#### Available data
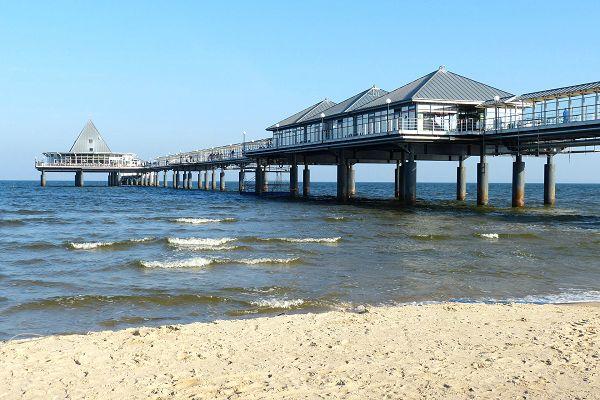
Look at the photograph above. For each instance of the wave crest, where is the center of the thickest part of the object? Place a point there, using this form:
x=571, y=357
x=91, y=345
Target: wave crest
x=199, y=242
x=90, y=245
x=200, y=221
x=278, y=303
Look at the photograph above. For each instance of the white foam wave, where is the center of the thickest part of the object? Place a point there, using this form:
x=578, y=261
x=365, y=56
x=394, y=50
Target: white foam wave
x=89, y=246
x=311, y=240
x=188, y=263
x=200, y=221
x=492, y=236
x=199, y=242
x=569, y=296
x=264, y=260
x=278, y=303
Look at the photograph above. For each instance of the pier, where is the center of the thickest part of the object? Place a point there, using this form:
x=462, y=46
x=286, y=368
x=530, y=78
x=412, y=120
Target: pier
x=441, y=116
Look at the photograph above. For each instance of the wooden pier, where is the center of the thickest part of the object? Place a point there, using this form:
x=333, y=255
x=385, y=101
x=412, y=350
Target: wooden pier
x=441, y=116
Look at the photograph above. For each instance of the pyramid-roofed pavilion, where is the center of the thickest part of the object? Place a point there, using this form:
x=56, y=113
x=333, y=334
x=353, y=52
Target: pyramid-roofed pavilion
x=90, y=141
x=304, y=115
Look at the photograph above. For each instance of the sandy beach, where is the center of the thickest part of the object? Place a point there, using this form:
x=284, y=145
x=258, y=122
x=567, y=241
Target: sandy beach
x=436, y=351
########
## Work item
The preceding entries are to be returned verbatim, with every picture excluded.

## Response to the exercise
Look at the photograph above. For each instance of the wave crest, where is the center of the thickest part of the object? Place a point there, using this form:
x=571, y=357
x=91, y=345
Target: wave crest
x=199, y=242
x=90, y=245
x=200, y=221
x=278, y=303
Look at the photograph above. For each instance of the white foam wave, where is the center of the thickest part of the object? Place a point there, using this form:
x=578, y=261
x=365, y=56
x=394, y=50
Target: white foam wave
x=89, y=246
x=311, y=240
x=188, y=263
x=200, y=221
x=492, y=236
x=199, y=242
x=569, y=296
x=264, y=260
x=278, y=303
Look at the photograph above. For each instance of the pier, where is the center of the thickest part of the object? Place a point there, using this form:
x=462, y=46
x=286, y=368
x=530, y=78
x=412, y=120
Target: pier
x=441, y=116
Look at the photograph above. For each instance of the wooden pier, where is the center of the thickest part of the object? Place a point there, using this form:
x=333, y=255
x=385, y=101
x=412, y=350
Target: wooden pier
x=441, y=116
Look at the photograph above. For each instance of the pyramid-roofed pavilion, where is the center of the thickest part of the object? Place a point there, using this form:
x=56, y=113
x=333, y=334
x=353, y=52
Target: pyramid-roofed pavilion
x=90, y=141
x=304, y=115
Look at the photograph above. For each instance of the sandy beach, where is the center of the thickest part of the object? Place a point there, using this form:
x=284, y=145
x=258, y=122
x=567, y=241
Target: sandy beach
x=436, y=351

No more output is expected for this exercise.